* [OBJECTIVE]:
Count the rows below that contain the string "blue". Give only the number.
═══ ENTRIES SHOWN
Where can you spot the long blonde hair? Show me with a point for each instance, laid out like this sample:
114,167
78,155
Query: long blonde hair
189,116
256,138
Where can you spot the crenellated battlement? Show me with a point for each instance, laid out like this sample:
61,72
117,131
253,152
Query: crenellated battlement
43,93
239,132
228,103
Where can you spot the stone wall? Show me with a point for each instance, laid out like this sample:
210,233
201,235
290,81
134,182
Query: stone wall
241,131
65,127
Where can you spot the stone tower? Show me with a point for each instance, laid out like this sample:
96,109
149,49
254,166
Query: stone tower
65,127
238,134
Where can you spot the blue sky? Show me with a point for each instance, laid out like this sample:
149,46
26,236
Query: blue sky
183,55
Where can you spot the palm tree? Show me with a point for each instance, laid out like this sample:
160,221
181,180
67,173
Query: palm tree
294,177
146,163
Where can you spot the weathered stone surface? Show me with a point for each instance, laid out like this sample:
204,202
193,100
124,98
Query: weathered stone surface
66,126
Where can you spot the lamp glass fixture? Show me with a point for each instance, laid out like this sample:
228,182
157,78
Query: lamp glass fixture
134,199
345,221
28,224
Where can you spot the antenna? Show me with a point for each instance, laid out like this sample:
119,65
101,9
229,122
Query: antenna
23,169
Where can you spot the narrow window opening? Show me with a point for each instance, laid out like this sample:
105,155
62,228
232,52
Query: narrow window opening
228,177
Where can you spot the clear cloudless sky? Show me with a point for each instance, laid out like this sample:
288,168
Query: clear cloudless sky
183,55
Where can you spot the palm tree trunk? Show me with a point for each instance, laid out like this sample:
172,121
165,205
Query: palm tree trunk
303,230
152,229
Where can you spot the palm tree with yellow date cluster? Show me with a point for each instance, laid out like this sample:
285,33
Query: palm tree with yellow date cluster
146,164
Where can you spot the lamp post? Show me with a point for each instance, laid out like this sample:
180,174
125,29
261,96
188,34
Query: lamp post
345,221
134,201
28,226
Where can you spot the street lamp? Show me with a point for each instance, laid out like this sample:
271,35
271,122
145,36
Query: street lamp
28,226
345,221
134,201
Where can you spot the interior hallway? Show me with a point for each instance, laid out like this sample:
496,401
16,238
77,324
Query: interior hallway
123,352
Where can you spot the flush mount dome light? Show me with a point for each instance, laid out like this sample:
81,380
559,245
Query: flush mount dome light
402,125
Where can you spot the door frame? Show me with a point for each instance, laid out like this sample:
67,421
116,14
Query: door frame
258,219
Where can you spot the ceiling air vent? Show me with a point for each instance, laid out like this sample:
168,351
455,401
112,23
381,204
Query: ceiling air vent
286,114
══════
═══ ENTRIES SHOWN
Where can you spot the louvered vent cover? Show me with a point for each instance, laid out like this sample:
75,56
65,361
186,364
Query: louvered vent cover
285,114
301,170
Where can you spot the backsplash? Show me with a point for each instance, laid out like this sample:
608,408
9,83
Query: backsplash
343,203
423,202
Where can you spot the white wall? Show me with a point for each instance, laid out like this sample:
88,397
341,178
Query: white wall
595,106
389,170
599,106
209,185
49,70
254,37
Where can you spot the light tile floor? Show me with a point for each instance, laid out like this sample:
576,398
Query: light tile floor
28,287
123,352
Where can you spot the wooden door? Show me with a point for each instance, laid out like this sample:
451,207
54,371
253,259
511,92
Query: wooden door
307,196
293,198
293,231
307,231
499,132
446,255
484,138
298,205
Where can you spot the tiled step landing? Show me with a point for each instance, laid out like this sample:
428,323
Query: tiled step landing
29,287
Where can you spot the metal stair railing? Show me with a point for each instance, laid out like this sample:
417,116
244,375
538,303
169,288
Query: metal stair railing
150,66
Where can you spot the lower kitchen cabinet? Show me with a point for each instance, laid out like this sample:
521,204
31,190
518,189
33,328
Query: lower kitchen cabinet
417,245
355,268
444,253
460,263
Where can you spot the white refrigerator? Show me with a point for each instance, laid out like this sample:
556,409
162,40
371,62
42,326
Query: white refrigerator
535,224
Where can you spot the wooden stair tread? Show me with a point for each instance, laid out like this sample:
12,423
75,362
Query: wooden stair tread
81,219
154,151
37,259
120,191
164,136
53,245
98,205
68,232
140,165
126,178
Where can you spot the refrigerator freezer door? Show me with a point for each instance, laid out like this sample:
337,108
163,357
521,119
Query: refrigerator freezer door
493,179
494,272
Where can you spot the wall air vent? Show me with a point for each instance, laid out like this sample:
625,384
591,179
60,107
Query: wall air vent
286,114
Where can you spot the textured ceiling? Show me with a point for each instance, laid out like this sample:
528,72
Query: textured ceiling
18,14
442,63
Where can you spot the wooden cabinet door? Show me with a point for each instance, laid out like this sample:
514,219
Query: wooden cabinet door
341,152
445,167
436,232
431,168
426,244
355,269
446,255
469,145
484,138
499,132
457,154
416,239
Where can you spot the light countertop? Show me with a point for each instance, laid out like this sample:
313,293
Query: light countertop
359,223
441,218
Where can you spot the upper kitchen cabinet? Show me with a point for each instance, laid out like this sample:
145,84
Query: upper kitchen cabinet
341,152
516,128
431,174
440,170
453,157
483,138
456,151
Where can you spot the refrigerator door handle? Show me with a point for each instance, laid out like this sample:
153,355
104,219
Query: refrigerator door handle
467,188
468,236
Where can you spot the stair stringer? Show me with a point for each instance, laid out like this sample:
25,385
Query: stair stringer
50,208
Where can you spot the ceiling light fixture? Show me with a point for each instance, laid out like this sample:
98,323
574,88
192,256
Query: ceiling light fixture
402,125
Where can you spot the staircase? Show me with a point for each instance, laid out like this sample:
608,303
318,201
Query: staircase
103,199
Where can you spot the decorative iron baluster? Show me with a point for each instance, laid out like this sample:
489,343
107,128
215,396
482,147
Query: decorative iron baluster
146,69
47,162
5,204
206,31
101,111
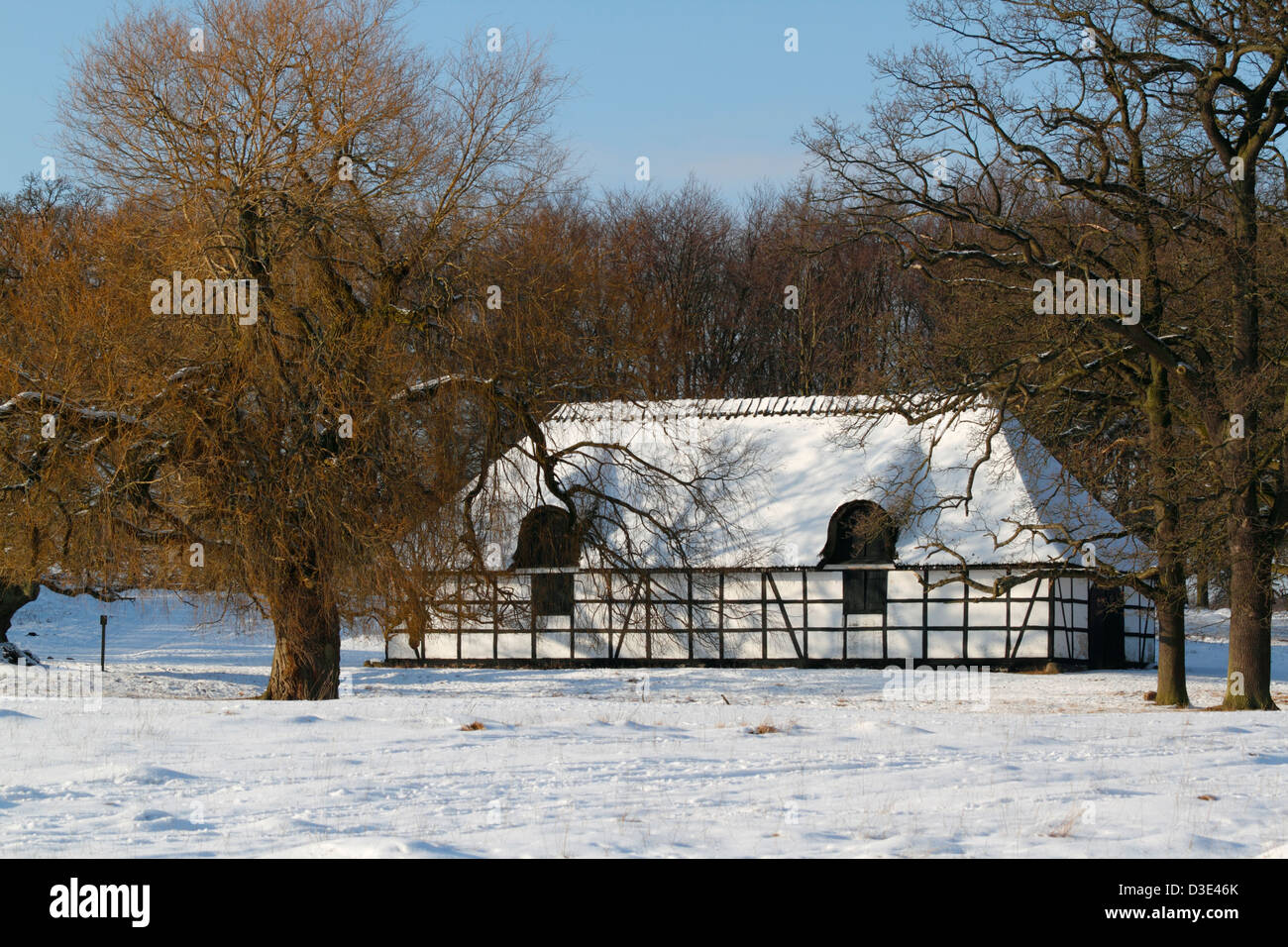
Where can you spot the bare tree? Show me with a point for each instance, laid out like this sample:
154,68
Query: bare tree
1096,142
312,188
══════
* [EXERCISE SOLUTION]:
2